[START OF Provided information]
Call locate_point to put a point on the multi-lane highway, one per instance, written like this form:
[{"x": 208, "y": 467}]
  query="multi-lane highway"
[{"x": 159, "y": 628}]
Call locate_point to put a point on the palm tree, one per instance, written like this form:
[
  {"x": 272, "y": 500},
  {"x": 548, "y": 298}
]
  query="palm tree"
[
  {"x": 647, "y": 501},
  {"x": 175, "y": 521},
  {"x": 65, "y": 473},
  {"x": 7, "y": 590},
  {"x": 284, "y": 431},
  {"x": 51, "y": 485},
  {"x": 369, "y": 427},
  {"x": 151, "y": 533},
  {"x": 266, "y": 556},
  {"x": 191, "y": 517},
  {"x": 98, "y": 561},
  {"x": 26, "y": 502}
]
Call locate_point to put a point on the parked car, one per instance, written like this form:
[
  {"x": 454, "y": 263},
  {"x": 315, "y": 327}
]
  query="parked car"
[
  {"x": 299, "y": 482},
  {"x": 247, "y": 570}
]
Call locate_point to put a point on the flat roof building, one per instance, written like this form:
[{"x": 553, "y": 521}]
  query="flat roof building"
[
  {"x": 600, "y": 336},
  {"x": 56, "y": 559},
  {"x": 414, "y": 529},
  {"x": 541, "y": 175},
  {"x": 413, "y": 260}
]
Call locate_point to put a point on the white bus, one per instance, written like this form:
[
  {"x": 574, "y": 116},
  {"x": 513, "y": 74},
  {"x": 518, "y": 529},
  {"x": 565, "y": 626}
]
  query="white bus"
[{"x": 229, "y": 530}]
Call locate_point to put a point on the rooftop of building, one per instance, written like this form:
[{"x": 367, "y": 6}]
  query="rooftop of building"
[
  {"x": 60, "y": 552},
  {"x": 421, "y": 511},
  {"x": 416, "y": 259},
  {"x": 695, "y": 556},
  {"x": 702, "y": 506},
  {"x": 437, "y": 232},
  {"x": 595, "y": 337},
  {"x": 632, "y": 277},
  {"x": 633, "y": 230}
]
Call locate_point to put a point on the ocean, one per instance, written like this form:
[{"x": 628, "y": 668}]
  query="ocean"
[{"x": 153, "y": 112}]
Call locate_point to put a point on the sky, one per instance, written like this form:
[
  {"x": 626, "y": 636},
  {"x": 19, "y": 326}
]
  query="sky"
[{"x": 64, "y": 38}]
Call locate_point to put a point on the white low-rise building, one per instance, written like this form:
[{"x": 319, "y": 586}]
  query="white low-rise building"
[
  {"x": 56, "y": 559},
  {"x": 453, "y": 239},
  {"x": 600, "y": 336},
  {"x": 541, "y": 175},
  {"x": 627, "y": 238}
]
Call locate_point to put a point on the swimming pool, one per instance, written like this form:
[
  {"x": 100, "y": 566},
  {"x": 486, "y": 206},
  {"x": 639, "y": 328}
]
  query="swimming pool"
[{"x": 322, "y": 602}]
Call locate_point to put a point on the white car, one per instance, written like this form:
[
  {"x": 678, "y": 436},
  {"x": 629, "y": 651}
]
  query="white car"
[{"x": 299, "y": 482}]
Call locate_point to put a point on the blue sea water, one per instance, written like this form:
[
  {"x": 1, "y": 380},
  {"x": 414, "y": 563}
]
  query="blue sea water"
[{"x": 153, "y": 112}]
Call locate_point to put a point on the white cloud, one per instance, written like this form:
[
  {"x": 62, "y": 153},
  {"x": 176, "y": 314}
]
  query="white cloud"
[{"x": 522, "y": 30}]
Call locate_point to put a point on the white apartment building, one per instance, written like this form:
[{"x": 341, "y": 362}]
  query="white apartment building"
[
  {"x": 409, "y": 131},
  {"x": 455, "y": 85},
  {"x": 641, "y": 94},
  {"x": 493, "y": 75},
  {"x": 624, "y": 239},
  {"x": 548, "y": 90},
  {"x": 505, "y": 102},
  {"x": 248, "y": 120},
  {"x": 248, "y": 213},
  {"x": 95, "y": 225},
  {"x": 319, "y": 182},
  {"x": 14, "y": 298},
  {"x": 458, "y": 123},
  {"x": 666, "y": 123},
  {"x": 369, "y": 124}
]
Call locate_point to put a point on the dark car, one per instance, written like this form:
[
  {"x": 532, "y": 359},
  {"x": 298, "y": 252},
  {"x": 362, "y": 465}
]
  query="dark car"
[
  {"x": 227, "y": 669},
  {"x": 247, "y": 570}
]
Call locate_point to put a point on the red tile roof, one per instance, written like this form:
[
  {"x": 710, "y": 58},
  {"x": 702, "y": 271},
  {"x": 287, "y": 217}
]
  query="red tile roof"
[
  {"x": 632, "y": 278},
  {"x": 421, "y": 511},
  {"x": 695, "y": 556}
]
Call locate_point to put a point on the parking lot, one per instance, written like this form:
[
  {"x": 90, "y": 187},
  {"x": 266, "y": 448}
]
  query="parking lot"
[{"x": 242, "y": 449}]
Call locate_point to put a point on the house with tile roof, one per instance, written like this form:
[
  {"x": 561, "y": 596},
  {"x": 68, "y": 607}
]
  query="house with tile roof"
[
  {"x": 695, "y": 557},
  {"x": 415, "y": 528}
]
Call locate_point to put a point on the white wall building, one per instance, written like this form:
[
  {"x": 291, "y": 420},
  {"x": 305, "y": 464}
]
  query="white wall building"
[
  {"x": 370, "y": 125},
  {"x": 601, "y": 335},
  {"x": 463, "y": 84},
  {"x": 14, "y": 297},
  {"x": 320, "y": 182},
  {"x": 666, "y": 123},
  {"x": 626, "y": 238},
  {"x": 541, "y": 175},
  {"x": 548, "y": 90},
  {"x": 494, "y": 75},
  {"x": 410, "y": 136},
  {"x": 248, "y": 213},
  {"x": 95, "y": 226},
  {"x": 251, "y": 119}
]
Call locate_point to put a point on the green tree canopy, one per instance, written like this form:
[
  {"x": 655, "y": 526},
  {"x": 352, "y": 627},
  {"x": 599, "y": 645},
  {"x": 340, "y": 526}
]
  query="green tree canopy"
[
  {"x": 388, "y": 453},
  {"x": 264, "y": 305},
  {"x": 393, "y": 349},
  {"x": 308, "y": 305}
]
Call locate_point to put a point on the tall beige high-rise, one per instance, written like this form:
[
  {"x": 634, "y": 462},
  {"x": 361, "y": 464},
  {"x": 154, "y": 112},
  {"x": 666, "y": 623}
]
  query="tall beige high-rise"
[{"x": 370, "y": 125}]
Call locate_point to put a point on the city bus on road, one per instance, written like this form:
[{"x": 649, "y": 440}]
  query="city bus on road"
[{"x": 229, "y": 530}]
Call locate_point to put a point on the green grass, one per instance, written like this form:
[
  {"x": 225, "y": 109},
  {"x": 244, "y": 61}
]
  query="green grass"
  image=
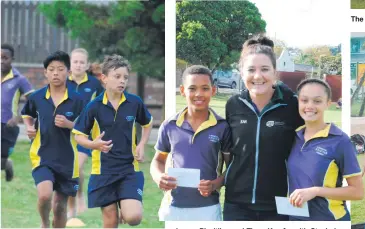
[END OF Provided information]
#### Task details
Show each line from the items above that contains the string "palm", reproducing every such line unchanged.

#### Completed task
Call locate_point to put a point on the palm tree, one per instance, written like this form:
  query="palm tree"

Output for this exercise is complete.